### Stated exercise
Please find every line below that contains the word "picture" and copy each of those lines in full. Case counts, so match capital and lowercase letters.

### Exercise materials
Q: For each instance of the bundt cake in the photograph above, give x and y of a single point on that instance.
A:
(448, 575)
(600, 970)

---

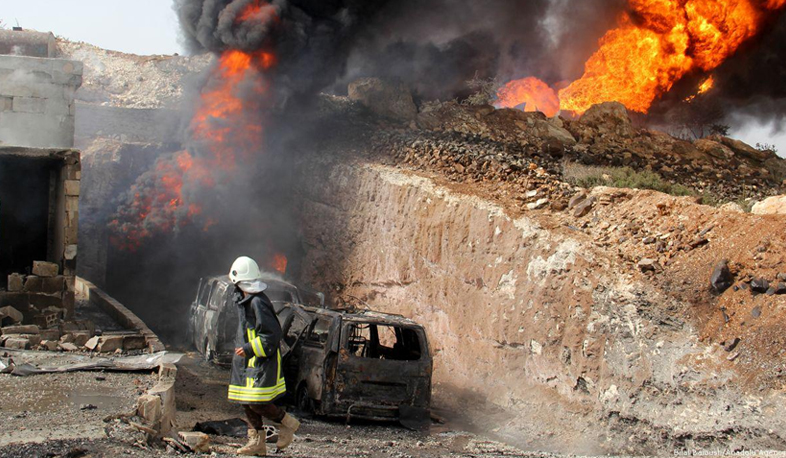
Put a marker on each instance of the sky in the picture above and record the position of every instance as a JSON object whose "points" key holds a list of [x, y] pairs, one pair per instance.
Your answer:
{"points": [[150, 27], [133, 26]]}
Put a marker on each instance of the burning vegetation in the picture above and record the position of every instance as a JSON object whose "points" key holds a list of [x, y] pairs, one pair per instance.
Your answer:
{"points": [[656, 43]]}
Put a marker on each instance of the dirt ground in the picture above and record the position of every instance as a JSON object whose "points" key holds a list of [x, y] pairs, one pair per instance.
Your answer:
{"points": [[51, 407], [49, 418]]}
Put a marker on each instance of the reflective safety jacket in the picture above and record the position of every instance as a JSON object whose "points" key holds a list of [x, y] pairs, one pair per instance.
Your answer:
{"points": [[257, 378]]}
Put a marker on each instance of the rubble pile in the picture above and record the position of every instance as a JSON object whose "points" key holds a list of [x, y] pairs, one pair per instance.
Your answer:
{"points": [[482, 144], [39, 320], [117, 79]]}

### Output for this exercise
Put a marker on each instance of the sky in the picture above and record the position of every instance as a JSON object whose "points" key holds a list of [x, y] pairs, one pair per instance.
Put a marker on each instance of the burning vegetation in the picture above and record the position of every instance as a JSON object whose "points" key holds a list of [x, y] pairs, one pair per instance.
Put a marker on each instance of the dirt ground in the picture above and record the position of every instance as a JSON object whose "points" key holds a list of [x, y] pairs, one pair per instance.
Put a marker on each instance of the reflective safety jacket in the picture above and record the position of every instance as a JSON object whose "points" key holds a list of [x, y] pairs, one pair per instance.
Put a marker on each instance of the rubble pile in the picture above and record the position of every instance as a JSON object whose "points" key holds a list of [x, y] pairs, one pair per instance.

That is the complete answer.